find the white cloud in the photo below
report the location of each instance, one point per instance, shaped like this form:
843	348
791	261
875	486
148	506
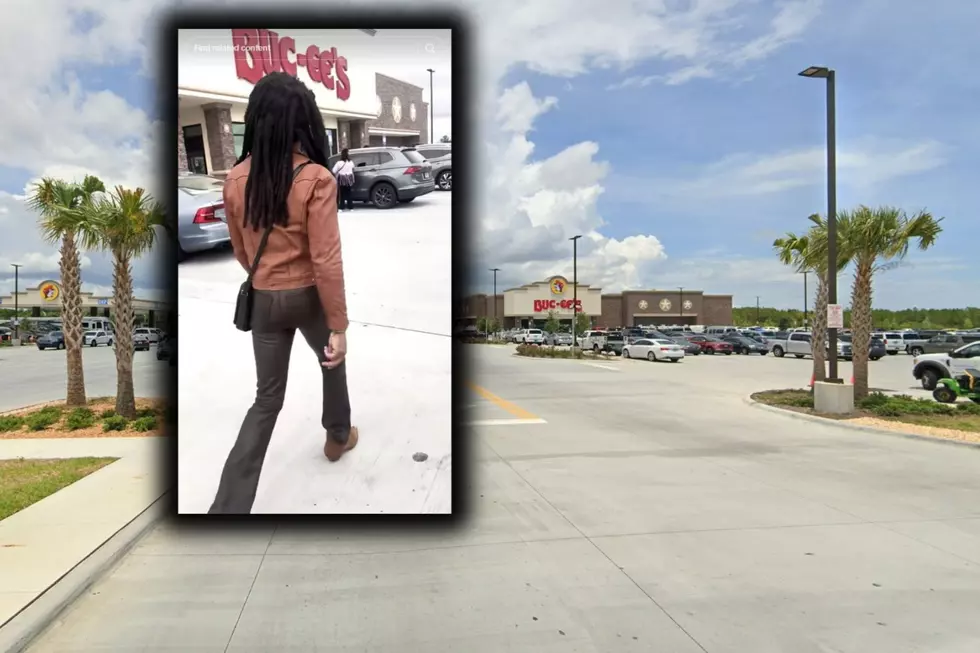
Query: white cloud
861	164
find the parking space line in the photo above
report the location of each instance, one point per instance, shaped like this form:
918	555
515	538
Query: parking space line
506	422
602	367
503	404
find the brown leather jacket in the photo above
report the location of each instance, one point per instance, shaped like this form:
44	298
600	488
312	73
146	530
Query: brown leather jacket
306	252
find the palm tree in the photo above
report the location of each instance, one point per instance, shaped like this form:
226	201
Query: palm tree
876	240
123	224
58	202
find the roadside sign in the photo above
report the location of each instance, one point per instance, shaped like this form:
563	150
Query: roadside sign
835	316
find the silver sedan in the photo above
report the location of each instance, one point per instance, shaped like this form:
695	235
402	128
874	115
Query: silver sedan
200	214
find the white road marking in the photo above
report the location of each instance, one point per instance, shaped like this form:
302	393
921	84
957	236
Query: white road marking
602	367
506	422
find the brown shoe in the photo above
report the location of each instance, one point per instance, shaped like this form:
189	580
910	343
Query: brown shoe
333	450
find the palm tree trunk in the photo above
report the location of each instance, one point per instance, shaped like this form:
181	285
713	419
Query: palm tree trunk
818	336
122	295
861	319
71	319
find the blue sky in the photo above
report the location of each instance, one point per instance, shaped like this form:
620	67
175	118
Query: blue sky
903	85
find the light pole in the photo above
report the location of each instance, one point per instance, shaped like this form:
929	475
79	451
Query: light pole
574	240
432	114
821	72
495	271
16	267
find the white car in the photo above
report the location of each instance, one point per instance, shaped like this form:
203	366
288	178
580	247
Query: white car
96	338
654	350
929	368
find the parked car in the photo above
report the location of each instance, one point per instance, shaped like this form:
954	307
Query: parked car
51	340
942	342
200	214
712	345
654	350
96	338
745	345
386	176
440	155
929	368
690	348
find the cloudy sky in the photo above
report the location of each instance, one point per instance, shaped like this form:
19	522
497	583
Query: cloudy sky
675	135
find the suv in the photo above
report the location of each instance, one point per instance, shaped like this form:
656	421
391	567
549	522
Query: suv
385	176
440	155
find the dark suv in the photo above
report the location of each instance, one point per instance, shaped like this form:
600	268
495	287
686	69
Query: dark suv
440	155
385	176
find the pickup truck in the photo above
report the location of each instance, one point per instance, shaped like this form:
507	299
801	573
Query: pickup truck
943	342
929	368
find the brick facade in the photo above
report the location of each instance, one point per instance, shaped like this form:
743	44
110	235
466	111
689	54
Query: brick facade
407	95
629	308
221	140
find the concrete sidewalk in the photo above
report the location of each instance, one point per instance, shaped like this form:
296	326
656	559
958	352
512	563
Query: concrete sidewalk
397	267
43	542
****************************************
WRITTEN REQUEST
Starting at the line that contains "find the blue sky in the photo above", quote each remaining line of the entries above, unchanged.

CORRECT OUTPUT
find the blue sky in the photo above
report the location of each instance, one point per instance, shaped like this form:
620	67
175	118
Query: blue sky
903	85
find the light pole in the photo above
report the location of each instance, one point per instance, shaped like this form:
929	475
79	451
Query: light pole
574	240
432	114
821	72
495	271
16	267
find the white car in the photo above
report the location of each instance, one point per instance, shaped like this form:
203	366
288	178
580	247
Query: white car
96	338
654	350
929	368
find the parked car in the photo above
report the location of each instance, one point per instance, shaped like this form:
954	307
Query: parked car
51	340
942	342
200	214
712	345
654	350
96	338
745	345
386	176
440	155
929	368
690	348
find the cloudy sky in the photo above
report the location of each instance, one point per instance, shaped like this form:
19	522
497	583
Query: cloudy sky
675	135
find the suv in the photo above
report the location of each instance, one point per instance, shaped like this form:
656	421
391	567
549	522
Query: suv
385	176
440	155
find the dark suv in the photo above
report the location of each instance, one point per instance, shaped like this form:
600	268
495	287
686	69
Query: dark suv
440	155
385	176
find the pickup truck in the photo above
report the location of each instance, one point per instance, shaped like this form:
507	299
801	573
Query: pickup truck
943	342
929	368
find the brick facade in the photo above
report the location of each instance, one point per instance, shaped like this form:
743	44
110	235
466	111
689	54
Query: brick facade
407	95
629	308
221	140
find the concrete sidewalk in the photo above
report the location of each instance, one point per instance, shaped like this form:
296	326
656	559
958	352
512	563
Query: concrete sidewalk
397	267
43	542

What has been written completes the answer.